Nasional Mondial Ekonomi Megapolitan Olahraga Rona The Alun-Alun Kupas Splash Wisata Perspektif Wawancara Edisi Weekend Foto Video Infografis

Krisis Filipina-Tiongkok dan "Sembilan Garis Putus-putus"

Foto : Antara/CIA via Wikipedia

"Sembilan Garis Putus-putus" (berwarna hijau) yang menandakan klaim Republik Rakyat Tiongkok di Laut Tiongkok Selatan, berdasarkan peta yang dibuat CIA pada 1988.

A   A   A   Pengaturan Font

JAKARTA - Secara geografis, Beting Scarborough jauh lebih dekat ke Filipina ketimbang pulau terluar Tiongkok mana pun.

Filipina menamai beting itu dengan Bajo de Mesinloc, sedangkan Tiongkok menamainya dengan Huangyan Dao (Pulau Huangyan).

Bahan yang Disediakan
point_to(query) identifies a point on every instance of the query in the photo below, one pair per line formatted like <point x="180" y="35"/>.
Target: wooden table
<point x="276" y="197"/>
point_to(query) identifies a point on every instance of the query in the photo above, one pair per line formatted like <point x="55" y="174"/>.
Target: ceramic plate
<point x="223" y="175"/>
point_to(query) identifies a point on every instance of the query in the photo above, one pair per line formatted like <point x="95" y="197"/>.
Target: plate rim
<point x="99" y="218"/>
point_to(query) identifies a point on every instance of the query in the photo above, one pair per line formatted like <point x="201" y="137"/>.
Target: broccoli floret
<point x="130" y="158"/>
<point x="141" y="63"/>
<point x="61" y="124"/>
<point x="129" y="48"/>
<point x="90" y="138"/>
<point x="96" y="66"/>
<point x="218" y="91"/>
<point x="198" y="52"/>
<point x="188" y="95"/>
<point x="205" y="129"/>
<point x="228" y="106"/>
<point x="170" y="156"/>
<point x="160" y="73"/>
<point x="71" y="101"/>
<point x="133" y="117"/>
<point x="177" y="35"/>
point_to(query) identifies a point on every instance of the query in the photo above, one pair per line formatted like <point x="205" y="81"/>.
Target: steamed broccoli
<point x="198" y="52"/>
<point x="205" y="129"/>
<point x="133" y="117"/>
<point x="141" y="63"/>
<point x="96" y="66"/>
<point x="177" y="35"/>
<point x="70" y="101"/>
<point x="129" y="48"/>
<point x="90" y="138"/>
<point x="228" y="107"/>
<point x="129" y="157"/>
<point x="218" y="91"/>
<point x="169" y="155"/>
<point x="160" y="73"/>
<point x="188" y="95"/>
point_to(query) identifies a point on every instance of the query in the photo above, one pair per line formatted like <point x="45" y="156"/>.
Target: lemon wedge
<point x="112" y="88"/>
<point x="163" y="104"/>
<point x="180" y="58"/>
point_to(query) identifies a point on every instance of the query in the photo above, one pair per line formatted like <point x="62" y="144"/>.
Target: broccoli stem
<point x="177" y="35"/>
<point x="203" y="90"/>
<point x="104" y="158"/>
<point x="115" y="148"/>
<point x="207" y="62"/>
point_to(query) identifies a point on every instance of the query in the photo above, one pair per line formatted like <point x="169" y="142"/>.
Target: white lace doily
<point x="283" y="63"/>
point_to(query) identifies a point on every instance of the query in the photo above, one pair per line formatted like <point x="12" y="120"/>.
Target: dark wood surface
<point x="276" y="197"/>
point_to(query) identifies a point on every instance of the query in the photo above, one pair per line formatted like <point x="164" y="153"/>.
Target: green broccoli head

Tugas yang Dikerjakan
(1) Tuliskan kembali tanpa perubahan bagian teks halaman yang dimulai dengan kata-kata "Nasional Mondial Ekonomi" dan berakhir pada kata-kata "Tiongkok mana pun.".
(2) Sebutkan semua nama yang digunakan teks halaman untuk Beting Scarborough, termasuk nama tersebut.
Baris-baris tersebut sama sekali tidak digunakan di sini.

Jawaban per Tugas
(1)
Nasional Mondial Ekonomi Megapolitan Olahraga Rona The Alun-Alun Kupas Splash Wisata Perspektif Wawancara Edisi Weekend Foto Video Infografis

Krisis Filipina-Tiongkok dan "Sembilan Garis Putus-putus"

Foto : Antara/CIA via Wikipedia

"Sembilan Garis Putus-putus" (berwarna hijau) yang menandakan klaim Republik Rakyat Tiongkok di Laut Tiongkok Selatan, berdasarkan peta yang dibuat CIA pada 1988.

A   A   A   Pengaturan Font

JAKARTA - Secara geografis, Beting Scarborough jauh lebih dekat ke Filipina ketimbang pulau terluar Tiongkok mana pun.

(2) Beting Scarborough; Bajo de Mesinloc; Huangyan Dao; Pulau Huangyan